### Parts of the exercise:
1. Translate this sentence from the commentary on the rail blockades into Spanish: "Canada ships the vast majority of overland freight using railways that snake through lots of places that are close to First Nations territory."
2. In the commentary on the rail blockades, which 1990 event is named as a time when the country came close to this kind of conflict?
3. Resume the commentary on the rail blockades after its last sentence, keeping its voice and argument.
Passage to read Start Marker
The rail blockades illustrate this power very effectively. Canada ships the vast majority of overland freight using railways that snake through lots of places that are close to First Nations territory. The last week shows how little effort it would take to sabotage a big chunk of our economy if we sufficiently piss off these people. And if the police go in and start arresting---which will eventually mean killing some people---on Wet'suwet'en and other territories, we could see the creation of an internal terrorist movement around land claims. Don't think that this cannot happen, as we already have citizen militias on some reserves and we came precious close to this happening in the 1990 Oka Crisis

This is why it is so damned important for reconciliation to actually happen in this country. And why it is so insane for Conservatives like Andrew Scheer to blather on about the need to "enforce the law". That's because this point of view totally ignores the key questions: "Who's law?"---Wet'suwet'en law? Settler law?---and how do you access it when the court system is designed to keep First Nations communities from accessing it like anyone else?
Passage to read End Marker
Dataset extract Start Marker
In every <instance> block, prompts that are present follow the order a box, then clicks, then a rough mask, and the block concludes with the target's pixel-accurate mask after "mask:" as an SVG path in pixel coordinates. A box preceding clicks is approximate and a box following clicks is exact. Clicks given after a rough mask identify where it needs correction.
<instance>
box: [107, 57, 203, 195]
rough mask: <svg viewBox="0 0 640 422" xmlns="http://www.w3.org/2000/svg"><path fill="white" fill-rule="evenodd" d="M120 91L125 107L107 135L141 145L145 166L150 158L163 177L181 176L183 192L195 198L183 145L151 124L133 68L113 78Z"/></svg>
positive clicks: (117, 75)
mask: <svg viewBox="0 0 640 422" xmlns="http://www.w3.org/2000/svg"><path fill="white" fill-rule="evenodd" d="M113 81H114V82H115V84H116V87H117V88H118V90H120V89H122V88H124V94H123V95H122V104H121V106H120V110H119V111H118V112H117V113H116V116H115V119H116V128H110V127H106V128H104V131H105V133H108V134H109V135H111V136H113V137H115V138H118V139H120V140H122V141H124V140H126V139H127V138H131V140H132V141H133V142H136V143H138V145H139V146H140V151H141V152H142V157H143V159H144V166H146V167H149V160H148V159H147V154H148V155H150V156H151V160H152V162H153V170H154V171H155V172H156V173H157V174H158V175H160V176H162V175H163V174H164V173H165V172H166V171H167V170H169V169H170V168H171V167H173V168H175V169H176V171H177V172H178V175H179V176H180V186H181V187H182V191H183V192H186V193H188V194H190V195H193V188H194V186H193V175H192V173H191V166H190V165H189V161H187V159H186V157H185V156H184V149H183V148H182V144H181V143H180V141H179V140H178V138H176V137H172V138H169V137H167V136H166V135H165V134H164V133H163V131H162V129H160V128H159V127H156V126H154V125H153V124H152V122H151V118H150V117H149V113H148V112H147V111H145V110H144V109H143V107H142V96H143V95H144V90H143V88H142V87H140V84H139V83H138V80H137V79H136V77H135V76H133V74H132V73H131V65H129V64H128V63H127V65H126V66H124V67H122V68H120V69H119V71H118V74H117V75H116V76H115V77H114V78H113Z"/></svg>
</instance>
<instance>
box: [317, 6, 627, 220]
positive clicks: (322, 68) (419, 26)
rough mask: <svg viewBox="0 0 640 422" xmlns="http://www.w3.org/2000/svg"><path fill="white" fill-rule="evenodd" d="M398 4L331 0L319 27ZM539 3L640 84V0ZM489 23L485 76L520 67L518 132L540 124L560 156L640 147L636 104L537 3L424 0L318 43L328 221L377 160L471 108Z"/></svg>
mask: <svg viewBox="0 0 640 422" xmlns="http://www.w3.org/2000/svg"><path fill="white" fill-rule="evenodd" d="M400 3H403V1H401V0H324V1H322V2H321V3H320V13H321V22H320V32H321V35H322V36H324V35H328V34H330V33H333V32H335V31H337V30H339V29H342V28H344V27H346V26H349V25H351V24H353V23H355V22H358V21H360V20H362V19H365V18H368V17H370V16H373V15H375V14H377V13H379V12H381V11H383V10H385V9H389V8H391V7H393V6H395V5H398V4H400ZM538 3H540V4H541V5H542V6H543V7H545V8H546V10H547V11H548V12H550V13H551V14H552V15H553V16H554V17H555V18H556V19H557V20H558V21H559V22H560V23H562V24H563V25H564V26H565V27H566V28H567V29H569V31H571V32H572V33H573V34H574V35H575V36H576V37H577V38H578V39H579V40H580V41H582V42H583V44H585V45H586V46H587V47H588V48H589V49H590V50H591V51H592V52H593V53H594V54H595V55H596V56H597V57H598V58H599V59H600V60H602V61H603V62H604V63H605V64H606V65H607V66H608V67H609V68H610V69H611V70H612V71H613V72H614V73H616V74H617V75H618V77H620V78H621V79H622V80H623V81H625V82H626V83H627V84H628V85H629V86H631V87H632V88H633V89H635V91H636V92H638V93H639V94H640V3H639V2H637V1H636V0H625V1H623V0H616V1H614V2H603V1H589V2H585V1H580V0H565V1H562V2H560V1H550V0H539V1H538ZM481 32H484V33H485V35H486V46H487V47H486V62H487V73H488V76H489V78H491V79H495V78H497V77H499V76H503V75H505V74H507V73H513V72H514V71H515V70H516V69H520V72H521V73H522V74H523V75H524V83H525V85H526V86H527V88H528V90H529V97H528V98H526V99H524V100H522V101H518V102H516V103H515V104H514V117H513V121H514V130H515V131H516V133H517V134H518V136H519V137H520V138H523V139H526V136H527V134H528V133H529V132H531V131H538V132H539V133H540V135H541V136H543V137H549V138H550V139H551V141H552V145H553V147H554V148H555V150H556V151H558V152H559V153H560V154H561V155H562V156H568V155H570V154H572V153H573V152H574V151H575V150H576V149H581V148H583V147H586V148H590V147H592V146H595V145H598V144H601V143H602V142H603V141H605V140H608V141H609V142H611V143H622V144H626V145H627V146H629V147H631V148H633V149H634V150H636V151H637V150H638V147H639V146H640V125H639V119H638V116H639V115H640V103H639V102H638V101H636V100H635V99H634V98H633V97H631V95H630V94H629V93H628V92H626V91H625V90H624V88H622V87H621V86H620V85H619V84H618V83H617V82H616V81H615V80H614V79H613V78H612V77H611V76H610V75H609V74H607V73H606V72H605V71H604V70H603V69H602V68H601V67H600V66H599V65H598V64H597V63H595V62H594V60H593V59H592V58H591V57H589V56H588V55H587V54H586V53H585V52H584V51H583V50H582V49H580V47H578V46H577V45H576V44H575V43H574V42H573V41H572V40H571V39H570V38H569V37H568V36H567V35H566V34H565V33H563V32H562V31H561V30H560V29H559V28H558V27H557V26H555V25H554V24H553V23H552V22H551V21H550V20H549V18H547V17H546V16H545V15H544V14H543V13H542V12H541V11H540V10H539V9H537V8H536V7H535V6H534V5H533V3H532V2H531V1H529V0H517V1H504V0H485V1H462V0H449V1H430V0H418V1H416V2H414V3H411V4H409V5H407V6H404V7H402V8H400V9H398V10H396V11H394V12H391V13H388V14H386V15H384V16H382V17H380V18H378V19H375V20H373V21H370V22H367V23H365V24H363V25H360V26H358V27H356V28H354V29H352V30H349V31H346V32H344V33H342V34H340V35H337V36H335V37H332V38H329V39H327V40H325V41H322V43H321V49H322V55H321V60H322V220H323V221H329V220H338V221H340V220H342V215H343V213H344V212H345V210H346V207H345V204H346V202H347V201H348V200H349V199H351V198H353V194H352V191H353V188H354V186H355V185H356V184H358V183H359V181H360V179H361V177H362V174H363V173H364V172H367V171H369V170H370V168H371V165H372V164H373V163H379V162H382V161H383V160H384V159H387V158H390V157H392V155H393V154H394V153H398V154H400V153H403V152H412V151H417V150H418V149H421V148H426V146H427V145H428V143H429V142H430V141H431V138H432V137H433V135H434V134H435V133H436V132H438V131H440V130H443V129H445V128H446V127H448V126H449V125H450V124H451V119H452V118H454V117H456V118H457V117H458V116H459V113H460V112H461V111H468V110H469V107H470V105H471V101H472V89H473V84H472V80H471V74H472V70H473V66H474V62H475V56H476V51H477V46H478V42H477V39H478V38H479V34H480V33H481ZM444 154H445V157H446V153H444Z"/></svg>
Dataset extract End Marker
### Answers:
1. Canadá transporta la gran mayoría de la carga terrestre mediante ferrocarriles que serpentean por muchos lugares cercanos al territorio de las Primeras Naciones.

2. The Oka Crisis.

3.
Here's the second wrinkle. First Nations have been trying to use settler law for generations. But the problem is that it is enormously expensive to hire settler lawyers (remember, it was illegal for an Indian to get a law degree) and argue in front of a judge. And the government lawyers had unlimited resources to draw out court battles. So the tactic used by the government has been to drag out decisions for years and years in order to "wear out" the First Nations to the point where they are willing to settle for a small part of what would actually be a just settlement of their issues. There is a saying to the effect that "justice delayed is justice denied".
Is it any wonder that so many First Nations people and their supporters have decided that the legal system is a dead letter, so they have to take the law into their own hands in order to get some action on these long festering problems?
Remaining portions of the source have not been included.